# Extract provided
%%
Two other interesting myths that the household incomes data refute are:
NJ is losing wealthy residents.
Income Tier — 1999 Households — 2013 Households
$100,000 to $149,999 — 391,123 — 530,664
$150,000 to $199,999 — 130,492 — 260,456
$200,000 or more — 132,837 — 307,802
Significantly more adult children are living with their parents.
Average NJ household size in the 2000 Census was 2.68
Average NJ household size in the 2013 ACS was 2.74
Wealthy residents may be leaving, but it sure doesn’t seem to be negatively impacting high income household growth in NJ.
And regarding the increase in household size, we’re talking about 6 additional household members per each 100 households.
In addition, we can’t assume this are adult children, since demographics strongly suggest that some % of these 6 are elderly parents as well.
As well the increase in college enrollment with some % of students living at home during college. This is the fiscally prudent approach in a high cost area.
Where’s the data to suggest a huge number of unemployed college graduates living with their parents?
http://www.njherald.com/story/27337738/studies-millennials-moving-out
Studies: Millennials moving out
Posted: Nov 09, 2014 4:04 PM EST
Updated: Nov 09, 2014 4:19 PM EST
Related Links
Sussex County Economic and Demographic Profile
Economic Development in Sussex County
By BRUCE A. SCRUTON
bscruton@njherald.com
Sussex County has gone from “the country place to move to” in the last half of the 20th century, to “the last place to move to” for the millennials, the generation of 20-29 year olds that sees themselves reflected by the 24/7-lifestyle of urban areas.
Such is the shared conclusion of a pair of economic studies that will be presented to the Sussex County Board of Chosen Freeholders during a special presentation at 4:30 p.m. Wednesday at the county Administrative Center, 1 Spring St.
The presentation will take place just before the board’s regular 5 p.m. business meeting.
One report is a continuing draft and review study, prepared under a grant from Together North Jersey and written by James W. Hughes, Joseph J. Seneca and Will Irving, and Edward J. Bloustein School of Planning and Public Policy at Rutgers University.
The second report is the work of Econsult Solutions, McCormick Taylor and Mercer Planning Associates and is funded by grants from the federal Department of Housing and Urban Development and Department Transportation through the North Jersey Transportation Planning Authority, which covers the 13 northern county of New Jersey.
The Hughes-Seneca-Irving report is a study of statistical data of the region, focusing on Sussex County and its relation to the dozen other counties as well as New York City and the state.
%%
[Dataset excerpt]
%%
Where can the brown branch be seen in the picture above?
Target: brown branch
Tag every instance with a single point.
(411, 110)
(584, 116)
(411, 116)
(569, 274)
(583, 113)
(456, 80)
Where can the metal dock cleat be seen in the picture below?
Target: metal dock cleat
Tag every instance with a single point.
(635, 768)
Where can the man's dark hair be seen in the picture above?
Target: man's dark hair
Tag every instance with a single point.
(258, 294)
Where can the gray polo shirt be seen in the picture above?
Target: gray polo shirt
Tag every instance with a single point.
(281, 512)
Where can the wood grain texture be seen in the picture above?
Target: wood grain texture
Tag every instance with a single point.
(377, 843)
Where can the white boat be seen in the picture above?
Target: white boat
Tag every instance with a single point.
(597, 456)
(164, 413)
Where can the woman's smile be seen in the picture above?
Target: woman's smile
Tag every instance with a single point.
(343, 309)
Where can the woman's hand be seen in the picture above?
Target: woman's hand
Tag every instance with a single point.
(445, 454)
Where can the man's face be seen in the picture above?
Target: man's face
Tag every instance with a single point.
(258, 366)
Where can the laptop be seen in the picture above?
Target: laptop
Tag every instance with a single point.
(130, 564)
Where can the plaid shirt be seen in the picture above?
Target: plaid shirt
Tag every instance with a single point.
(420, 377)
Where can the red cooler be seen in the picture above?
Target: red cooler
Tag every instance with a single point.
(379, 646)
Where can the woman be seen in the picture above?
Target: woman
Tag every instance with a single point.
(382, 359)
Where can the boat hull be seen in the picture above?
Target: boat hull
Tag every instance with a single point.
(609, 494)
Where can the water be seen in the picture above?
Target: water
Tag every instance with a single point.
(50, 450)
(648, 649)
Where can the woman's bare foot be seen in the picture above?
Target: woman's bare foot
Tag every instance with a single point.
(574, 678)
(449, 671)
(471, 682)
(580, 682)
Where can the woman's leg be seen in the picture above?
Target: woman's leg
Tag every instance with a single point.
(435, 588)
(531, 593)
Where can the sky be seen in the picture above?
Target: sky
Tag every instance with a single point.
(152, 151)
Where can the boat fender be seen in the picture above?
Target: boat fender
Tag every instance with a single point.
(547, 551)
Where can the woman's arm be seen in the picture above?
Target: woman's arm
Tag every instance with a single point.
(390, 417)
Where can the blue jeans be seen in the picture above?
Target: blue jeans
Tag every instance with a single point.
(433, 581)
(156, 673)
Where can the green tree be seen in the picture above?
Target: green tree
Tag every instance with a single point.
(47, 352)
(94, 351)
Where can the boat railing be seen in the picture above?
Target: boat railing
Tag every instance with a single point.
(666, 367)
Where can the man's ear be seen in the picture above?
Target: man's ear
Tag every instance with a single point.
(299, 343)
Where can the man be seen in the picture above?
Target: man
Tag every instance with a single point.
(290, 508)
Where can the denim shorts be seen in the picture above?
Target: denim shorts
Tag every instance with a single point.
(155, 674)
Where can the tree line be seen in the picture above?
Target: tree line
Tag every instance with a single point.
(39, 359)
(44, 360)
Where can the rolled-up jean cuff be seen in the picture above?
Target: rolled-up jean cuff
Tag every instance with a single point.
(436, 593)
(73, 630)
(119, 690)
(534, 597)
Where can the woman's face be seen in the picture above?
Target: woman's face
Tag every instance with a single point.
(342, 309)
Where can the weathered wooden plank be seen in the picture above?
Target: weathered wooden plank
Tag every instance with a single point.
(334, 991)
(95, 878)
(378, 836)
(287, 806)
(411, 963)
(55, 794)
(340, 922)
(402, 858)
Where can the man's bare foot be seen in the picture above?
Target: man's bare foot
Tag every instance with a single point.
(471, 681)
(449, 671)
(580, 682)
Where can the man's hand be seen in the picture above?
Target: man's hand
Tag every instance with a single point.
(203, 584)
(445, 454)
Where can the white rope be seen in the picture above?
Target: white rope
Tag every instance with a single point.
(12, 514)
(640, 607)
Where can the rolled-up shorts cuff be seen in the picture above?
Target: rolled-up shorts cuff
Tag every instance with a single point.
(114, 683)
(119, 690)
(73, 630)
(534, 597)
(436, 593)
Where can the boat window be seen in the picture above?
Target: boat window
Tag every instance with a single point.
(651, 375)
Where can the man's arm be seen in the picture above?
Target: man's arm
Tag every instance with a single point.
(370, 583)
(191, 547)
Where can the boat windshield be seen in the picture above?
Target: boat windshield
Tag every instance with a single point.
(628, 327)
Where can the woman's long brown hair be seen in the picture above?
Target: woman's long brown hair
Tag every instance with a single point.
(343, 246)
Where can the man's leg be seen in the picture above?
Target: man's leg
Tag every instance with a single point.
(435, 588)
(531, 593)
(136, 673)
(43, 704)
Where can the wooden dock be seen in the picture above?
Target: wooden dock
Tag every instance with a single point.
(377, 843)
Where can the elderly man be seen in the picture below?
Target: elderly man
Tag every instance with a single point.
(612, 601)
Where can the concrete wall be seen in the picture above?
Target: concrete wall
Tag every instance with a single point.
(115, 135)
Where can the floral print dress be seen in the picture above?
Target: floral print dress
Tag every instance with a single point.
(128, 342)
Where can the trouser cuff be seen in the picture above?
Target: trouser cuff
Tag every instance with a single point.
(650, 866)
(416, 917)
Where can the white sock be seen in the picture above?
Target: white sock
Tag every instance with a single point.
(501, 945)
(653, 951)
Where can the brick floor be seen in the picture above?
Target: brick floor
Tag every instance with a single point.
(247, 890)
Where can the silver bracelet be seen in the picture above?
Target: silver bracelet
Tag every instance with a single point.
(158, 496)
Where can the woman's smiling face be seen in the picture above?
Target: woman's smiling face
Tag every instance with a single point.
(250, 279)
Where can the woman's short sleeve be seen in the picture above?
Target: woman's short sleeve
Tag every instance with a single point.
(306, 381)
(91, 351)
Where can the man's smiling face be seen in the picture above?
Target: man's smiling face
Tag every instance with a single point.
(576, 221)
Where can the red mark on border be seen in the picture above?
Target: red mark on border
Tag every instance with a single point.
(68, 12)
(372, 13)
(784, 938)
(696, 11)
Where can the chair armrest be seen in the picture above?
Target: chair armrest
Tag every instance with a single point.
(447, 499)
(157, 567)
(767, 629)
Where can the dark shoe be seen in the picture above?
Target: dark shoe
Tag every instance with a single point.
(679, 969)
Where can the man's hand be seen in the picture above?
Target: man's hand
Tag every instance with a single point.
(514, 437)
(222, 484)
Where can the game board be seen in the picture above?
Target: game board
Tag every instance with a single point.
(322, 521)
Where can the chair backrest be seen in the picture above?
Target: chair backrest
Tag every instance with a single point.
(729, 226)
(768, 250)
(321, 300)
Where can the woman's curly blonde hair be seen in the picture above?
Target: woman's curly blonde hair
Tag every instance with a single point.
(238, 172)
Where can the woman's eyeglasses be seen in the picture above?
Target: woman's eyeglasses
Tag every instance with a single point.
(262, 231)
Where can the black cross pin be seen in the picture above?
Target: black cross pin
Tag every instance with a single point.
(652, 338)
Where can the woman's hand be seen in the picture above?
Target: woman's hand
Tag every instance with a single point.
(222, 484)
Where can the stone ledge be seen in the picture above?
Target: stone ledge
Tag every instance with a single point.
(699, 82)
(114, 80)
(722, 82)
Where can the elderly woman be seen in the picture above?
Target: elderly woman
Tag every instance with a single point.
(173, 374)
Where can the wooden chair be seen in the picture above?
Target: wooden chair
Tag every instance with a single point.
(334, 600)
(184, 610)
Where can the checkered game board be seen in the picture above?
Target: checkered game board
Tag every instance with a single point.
%%
# Requests
1 - Rewrite the paragraph beginning "Such is the shared conclusion" from the Sussex County article above as a short bulleted list, keeping its main facts.
2 - Continue the Sussex County article from its final sentence with another paragraph or two.

# Answers for this exercise
1 -
- The conclusion is shared by two economic studies.
- The studies will be presented to the Sussex County Board of Chosen Freeholders.
- The special presentation is at 4:30 p.m. Wednesday.
- It will take place at the county Administrative Center, 1 Spring St.

2 -
The report paints demographic pictures of how Sussex County led the suburbanization of rural areas in the latter half of the 20th century and now leads in the retrenchment of that expansion.
The second report uses much of the same demographic data but paints it on a planning canvas of what it appears the county’s municipalities, and the state agencies, should be looking at as the ripples of expansion retreat to the urban areas.
It is that draw back to the cities — New York City now creates more jobs after falling behind New Jersey in each decade since 1950 — that will hurt much of the county since the area lacks the things attractive to the millenials.
Open space vs. millenials
The planning document is broken down into several areas, such as housing, land use and design, tourism, transportation and workforce.
Each of the sections contains a chart of strengths, weaknesses, opportunities and threats and discusses each area potential.
As an example, when it comes to land use, each municipality is on its own, the report notes, when good planning should be on a regional or multi-town level.
“The county doesn’t really have much say in all this,” said County Administrator John Eskilson. “The power to plan is at the local level with oversight — some would say roadblocks — from the state.”
And the report does indeed take the state Department of Environmental Protection to task for some of its decisions and the length of time it takes to wade through the state regulations placed on development.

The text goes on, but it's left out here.